**LISTED ENTRIES:**
►

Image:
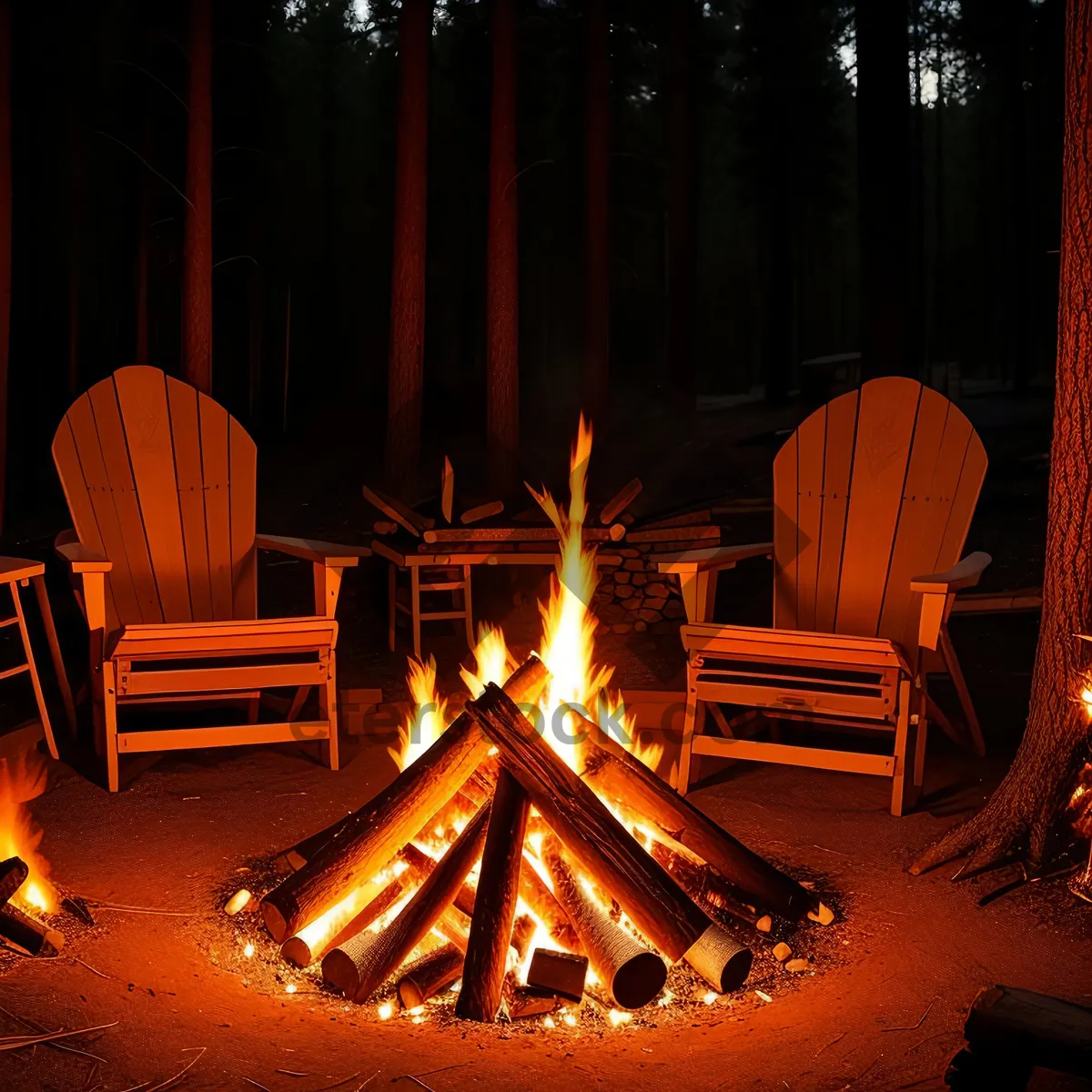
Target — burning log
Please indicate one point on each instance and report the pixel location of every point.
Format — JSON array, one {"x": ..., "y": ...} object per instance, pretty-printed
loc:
[
  {"x": 14, "y": 872},
  {"x": 621, "y": 501},
  {"x": 560, "y": 973},
  {"x": 604, "y": 849},
  {"x": 707, "y": 887},
  {"x": 370, "y": 836},
  {"x": 447, "y": 490},
  {"x": 426, "y": 976},
  {"x": 481, "y": 512},
  {"x": 545, "y": 906},
  {"x": 495, "y": 912},
  {"x": 32, "y": 936},
  {"x": 361, "y": 965},
  {"x": 616, "y": 774},
  {"x": 525, "y": 534},
  {"x": 631, "y": 973}
]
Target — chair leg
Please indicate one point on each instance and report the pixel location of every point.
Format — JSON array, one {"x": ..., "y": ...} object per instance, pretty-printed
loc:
[
  {"x": 951, "y": 662},
  {"x": 55, "y": 650},
  {"x": 110, "y": 725},
  {"x": 35, "y": 682},
  {"x": 693, "y": 721},
  {"x": 902, "y": 782},
  {"x": 415, "y": 607},
  {"x": 328, "y": 711},
  {"x": 391, "y": 579},
  {"x": 468, "y": 607}
]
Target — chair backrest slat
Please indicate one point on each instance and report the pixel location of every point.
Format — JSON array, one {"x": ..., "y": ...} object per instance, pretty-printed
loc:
[
  {"x": 873, "y": 490},
  {"x": 146, "y": 465}
]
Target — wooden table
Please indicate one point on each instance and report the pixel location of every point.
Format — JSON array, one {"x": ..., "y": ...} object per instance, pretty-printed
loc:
[
  {"x": 460, "y": 589},
  {"x": 16, "y": 571}
]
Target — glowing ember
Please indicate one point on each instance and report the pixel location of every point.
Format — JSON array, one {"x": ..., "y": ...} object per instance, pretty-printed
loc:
[
  {"x": 426, "y": 721},
  {"x": 19, "y": 834}
]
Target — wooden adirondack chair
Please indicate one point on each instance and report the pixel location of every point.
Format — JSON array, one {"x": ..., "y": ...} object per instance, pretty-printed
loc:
[
  {"x": 161, "y": 486},
  {"x": 873, "y": 498}
]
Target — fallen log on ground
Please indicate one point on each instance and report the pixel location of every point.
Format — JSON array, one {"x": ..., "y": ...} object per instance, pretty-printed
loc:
[
  {"x": 495, "y": 907},
  {"x": 631, "y": 973},
  {"x": 361, "y": 965},
  {"x": 33, "y": 936},
  {"x": 372, "y": 834}
]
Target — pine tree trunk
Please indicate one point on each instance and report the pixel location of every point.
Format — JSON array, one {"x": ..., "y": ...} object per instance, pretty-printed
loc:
[
  {"x": 884, "y": 185},
  {"x": 405, "y": 381},
  {"x": 598, "y": 58},
  {"x": 681, "y": 210},
  {"x": 197, "y": 266},
  {"x": 502, "y": 374},
  {"x": 5, "y": 239},
  {"x": 1021, "y": 811}
]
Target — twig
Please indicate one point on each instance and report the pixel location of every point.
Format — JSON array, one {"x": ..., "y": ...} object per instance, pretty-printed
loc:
[
  {"x": 913, "y": 1026},
  {"x": 90, "y": 967},
  {"x": 337, "y": 1085},
  {"x": 833, "y": 1042},
  {"x": 15, "y": 1042},
  {"x": 170, "y": 1080}
]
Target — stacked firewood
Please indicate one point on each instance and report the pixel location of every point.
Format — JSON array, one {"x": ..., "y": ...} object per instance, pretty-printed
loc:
[
  {"x": 494, "y": 767},
  {"x": 27, "y": 934}
]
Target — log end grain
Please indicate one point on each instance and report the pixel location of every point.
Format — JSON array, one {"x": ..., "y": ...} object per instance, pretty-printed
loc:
[
  {"x": 639, "y": 980},
  {"x": 722, "y": 961}
]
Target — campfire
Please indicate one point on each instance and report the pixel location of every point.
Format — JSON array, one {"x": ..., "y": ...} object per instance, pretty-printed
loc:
[{"x": 528, "y": 853}]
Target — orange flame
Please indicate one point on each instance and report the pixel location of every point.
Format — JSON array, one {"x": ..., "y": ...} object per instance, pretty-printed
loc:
[
  {"x": 427, "y": 716},
  {"x": 20, "y": 835}
]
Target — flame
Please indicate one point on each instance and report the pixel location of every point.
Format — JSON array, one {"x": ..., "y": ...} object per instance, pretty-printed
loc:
[
  {"x": 568, "y": 625},
  {"x": 426, "y": 720},
  {"x": 495, "y": 662},
  {"x": 23, "y": 780}
]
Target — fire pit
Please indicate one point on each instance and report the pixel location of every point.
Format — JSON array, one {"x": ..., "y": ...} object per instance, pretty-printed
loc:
[{"x": 528, "y": 851}]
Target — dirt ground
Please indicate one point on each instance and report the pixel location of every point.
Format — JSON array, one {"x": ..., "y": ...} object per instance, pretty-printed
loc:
[{"x": 882, "y": 1009}]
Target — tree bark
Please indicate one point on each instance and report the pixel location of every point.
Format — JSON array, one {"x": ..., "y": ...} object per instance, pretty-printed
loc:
[
  {"x": 405, "y": 383},
  {"x": 598, "y": 91},
  {"x": 502, "y": 369},
  {"x": 681, "y": 208},
  {"x": 197, "y": 265},
  {"x": 1020, "y": 813},
  {"x": 5, "y": 240},
  {"x": 884, "y": 186}
]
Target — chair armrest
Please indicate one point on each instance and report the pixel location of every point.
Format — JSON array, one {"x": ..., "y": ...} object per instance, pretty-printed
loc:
[
  {"x": 711, "y": 557},
  {"x": 332, "y": 555},
  {"x": 79, "y": 558},
  {"x": 938, "y": 593},
  {"x": 965, "y": 574}
]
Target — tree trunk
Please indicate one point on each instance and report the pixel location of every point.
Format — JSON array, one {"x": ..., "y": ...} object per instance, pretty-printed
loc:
[
  {"x": 502, "y": 371},
  {"x": 598, "y": 59},
  {"x": 884, "y": 186},
  {"x": 681, "y": 212},
  {"x": 405, "y": 381},
  {"x": 197, "y": 267},
  {"x": 5, "y": 239},
  {"x": 1020, "y": 813}
]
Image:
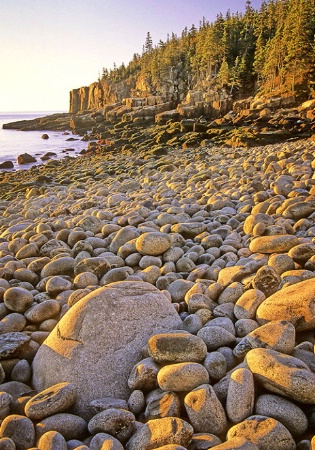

◄

**PROBLEM TO WORK ON:** Could you shift every pixel coordinate in the answers up by 76 and write the lines out again, starting at the one containing "Target — chair armrest" and ending at the last of the lines above, with the requests kept and the pictures left out?

**FINISHED ANSWER:**
Target — chair armrest
Please indicate one point on each instance and report the pixel location of every point.
Format — JSON array, one {"x": ..., "y": ...} object per instance, pretty-printed
loc:
[
  {"x": 787, "y": 633},
  {"x": 408, "y": 631},
  {"x": 155, "y": 634},
  {"x": 1014, "y": 669},
  {"x": 1041, "y": 650}
]
Target — tree trunk
Please indicate one point on each instance and report the pixel location of every point.
Format — JSON array, one {"x": ..., "y": ...} object per instance, pretty-printed
loc:
[
  {"x": 578, "y": 447},
  {"x": 674, "y": 135},
  {"x": 960, "y": 262},
  {"x": 757, "y": 288},
  {"x": 481, "y": 457},
  {"x": 273, "y": 343},
  {"x": 81, "y": 315},
  {"x": 1096, "y": 889}
]
Image:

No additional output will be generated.